**Consigna A**
Selecciona todas las líneas de las entradas de más abajo que contengan la cadena "reflection" y cópialas íntegras.

**Texto extraído**
Durante este tiempo se intensifican actitudes fundamentales de la vida cristiana: la espera atenta, la vigilancia, la fidelidad en el trabajo, como manifestaciones del Dios Salvador que está viviendo con gloria.

A lo largo de estas semanas tenemos que esforzarnos por descubrir y desear eficazmente las promesas mesiánicas: la paz, la justicia, la relación fraternal, el nacimiento de un mundo nuevo desde la raíz.

El descubrimiento de la acción de Dios en nuestro tiempo despierta en el corazón de la Iglesia una ansiosa espera. Los que sabemos que la primicia de la nueva creación ya está en nuestras manos, experimentamos que aún no hemos llegado a su plenitud. Esta última etapa que deseamos alcanzar no es obra nuestra, sino don de Dios.

Mesianismo real

         Aunque Isaías no utiliza el término «Mesías», es el profeta más representativo del llamado mesianismo regio, que concibe y describe al futuro salvador con rasgos tomados de la figura del rey. A este personaje magnífico se le califica de «Consejero maravilloso, Dios fuerte, Padre sempiterno, Príncipe de la paz»      Jerusalén, donde habitan los que durante la invasión permanecen fiados sólo en Dios[1], los humildes y pobres del Señor[2], será también fuente de paz mesiánica para todos los pueblos[3]; allí acudirán, a sentarse en el banquete mesiánico, los de Etiopía[4], los de Tiro[5], los de Egipto y los asirios[6], es decir, todas las naciones.

         La figura del Enmanuel concentra todas las promesas[7]: él reinará sobre su país, será el restaurador de la dinastía davídica, reducida a una simple cepa; será el rey eterno prometido por Dios. En él se sintetizarán las grandes corrientes de la esperanza de Israel: la dinástico-real[8], la profética[9], la paradisiaca[10] y la escatológica[11].

        Conclusión

         La esperanza mesiánica de los hombres se ha visto colmada por Dios en Jesús de Nazaret, ya que en él se cumplieron las promesas hechas a través de los profetas del pueblo elegido, como garantía de la fidelidad de Dios con toda la humanidad.

         Mientras esperamos la manifestación definitiva del Reino de Dios, los cristianos debemos de permanecer vigilantes, atentos a la Palabra que el Señor quiere comunicarnos y a los movimientos del Espíritu Santo, y a los signos de los tiempos.

**Consigna B**
¿Qué corrientes de la esperanza de Israel se sintetizan en la figura del Enmanuel, según el texto sobre el mesianismo?

**Listado**
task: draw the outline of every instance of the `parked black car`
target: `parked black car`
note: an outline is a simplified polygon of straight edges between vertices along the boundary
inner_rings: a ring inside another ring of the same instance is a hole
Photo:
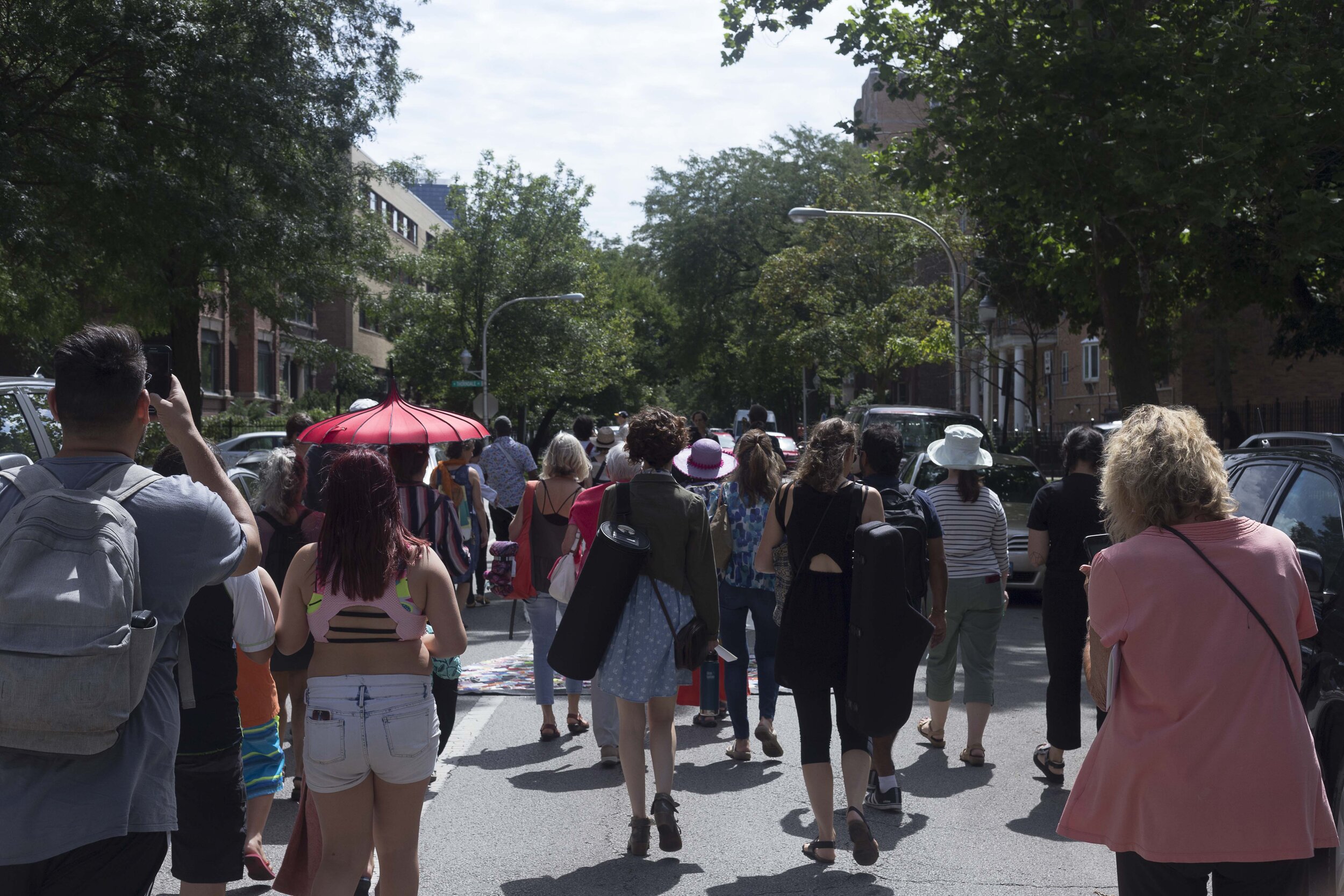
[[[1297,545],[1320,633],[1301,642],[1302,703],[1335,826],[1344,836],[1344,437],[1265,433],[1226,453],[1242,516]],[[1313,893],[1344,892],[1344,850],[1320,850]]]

==

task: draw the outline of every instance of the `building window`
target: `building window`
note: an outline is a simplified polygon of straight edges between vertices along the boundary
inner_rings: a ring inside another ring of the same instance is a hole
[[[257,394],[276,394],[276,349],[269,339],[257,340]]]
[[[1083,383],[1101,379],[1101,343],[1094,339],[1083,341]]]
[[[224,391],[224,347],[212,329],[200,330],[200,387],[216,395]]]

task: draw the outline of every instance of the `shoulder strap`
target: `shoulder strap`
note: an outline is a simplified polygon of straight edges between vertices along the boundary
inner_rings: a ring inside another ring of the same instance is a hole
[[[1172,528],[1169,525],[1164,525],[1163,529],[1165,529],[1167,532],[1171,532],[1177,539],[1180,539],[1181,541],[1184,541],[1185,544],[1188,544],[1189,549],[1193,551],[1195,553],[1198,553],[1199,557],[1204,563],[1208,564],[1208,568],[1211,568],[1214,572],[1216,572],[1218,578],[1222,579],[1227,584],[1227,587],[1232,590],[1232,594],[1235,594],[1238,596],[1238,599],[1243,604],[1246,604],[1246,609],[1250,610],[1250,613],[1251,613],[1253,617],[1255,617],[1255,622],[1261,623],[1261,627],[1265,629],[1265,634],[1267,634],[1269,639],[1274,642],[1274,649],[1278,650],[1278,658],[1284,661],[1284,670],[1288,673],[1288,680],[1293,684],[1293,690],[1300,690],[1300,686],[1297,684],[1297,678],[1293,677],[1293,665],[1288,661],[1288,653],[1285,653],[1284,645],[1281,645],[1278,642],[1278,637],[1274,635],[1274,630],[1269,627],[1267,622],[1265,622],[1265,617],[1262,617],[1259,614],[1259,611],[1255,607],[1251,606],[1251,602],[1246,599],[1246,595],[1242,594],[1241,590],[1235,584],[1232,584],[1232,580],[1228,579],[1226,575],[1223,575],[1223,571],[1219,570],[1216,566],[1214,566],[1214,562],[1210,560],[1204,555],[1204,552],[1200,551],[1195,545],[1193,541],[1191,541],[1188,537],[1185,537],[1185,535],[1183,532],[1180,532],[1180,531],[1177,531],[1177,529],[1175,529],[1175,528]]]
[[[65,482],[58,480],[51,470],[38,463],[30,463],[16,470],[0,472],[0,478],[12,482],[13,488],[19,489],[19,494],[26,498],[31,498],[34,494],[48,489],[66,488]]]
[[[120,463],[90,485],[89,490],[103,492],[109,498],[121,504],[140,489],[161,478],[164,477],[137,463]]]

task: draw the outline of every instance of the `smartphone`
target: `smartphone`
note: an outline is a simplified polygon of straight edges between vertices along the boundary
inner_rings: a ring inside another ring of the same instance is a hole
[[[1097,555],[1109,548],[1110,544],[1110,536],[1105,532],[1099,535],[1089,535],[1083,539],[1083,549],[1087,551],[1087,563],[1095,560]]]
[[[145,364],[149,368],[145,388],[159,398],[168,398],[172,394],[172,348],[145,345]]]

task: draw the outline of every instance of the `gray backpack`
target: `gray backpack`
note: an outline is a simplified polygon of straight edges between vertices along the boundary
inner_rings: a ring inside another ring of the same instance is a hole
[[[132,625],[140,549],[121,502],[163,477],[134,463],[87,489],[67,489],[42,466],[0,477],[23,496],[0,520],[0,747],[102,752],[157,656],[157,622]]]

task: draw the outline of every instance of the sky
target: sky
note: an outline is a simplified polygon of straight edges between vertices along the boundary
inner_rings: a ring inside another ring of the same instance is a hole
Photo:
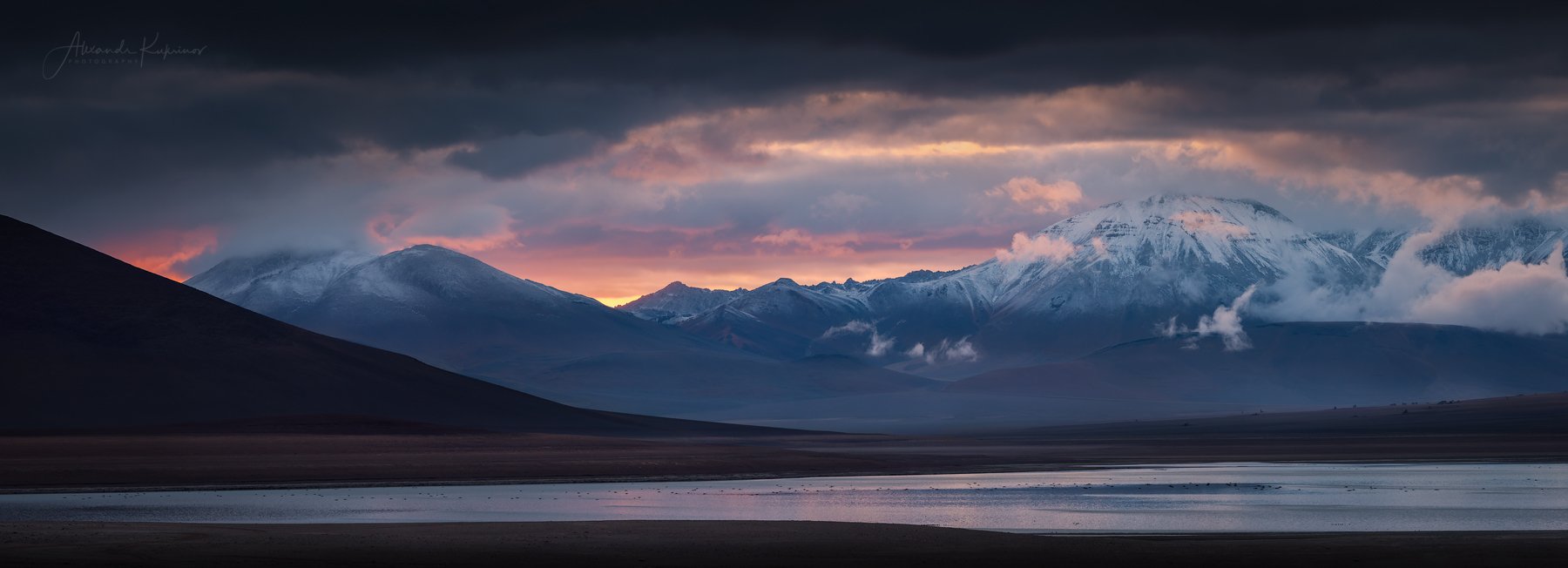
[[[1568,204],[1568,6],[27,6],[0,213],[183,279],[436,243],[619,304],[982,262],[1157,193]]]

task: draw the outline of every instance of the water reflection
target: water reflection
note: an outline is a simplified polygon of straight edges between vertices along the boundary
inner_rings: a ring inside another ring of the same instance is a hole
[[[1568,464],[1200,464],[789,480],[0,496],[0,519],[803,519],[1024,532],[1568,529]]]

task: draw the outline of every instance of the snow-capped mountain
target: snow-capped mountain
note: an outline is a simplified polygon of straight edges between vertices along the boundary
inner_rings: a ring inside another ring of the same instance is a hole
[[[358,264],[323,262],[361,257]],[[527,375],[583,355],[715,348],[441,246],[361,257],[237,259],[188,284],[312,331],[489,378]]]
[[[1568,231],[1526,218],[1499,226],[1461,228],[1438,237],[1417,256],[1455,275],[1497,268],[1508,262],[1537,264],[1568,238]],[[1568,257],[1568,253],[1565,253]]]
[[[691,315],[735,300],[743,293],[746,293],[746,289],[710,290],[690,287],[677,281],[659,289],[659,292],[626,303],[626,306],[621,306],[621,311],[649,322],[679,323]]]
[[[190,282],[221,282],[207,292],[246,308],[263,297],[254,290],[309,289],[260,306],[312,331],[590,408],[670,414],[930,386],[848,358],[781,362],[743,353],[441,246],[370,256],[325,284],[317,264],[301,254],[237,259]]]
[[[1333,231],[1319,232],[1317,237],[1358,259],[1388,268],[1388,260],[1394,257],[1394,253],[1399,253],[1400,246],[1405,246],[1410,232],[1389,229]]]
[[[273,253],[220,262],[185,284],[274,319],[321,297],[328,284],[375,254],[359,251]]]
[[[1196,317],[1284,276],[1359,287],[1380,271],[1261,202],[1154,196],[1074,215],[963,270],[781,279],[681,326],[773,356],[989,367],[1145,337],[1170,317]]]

**Respuesta completa A**
task: draw the outline of every instance of the water reflection
target: water reflection

**Respuesta completa B**
- La dinástico-real
- La profética
- La paradisiaca
- La escatológica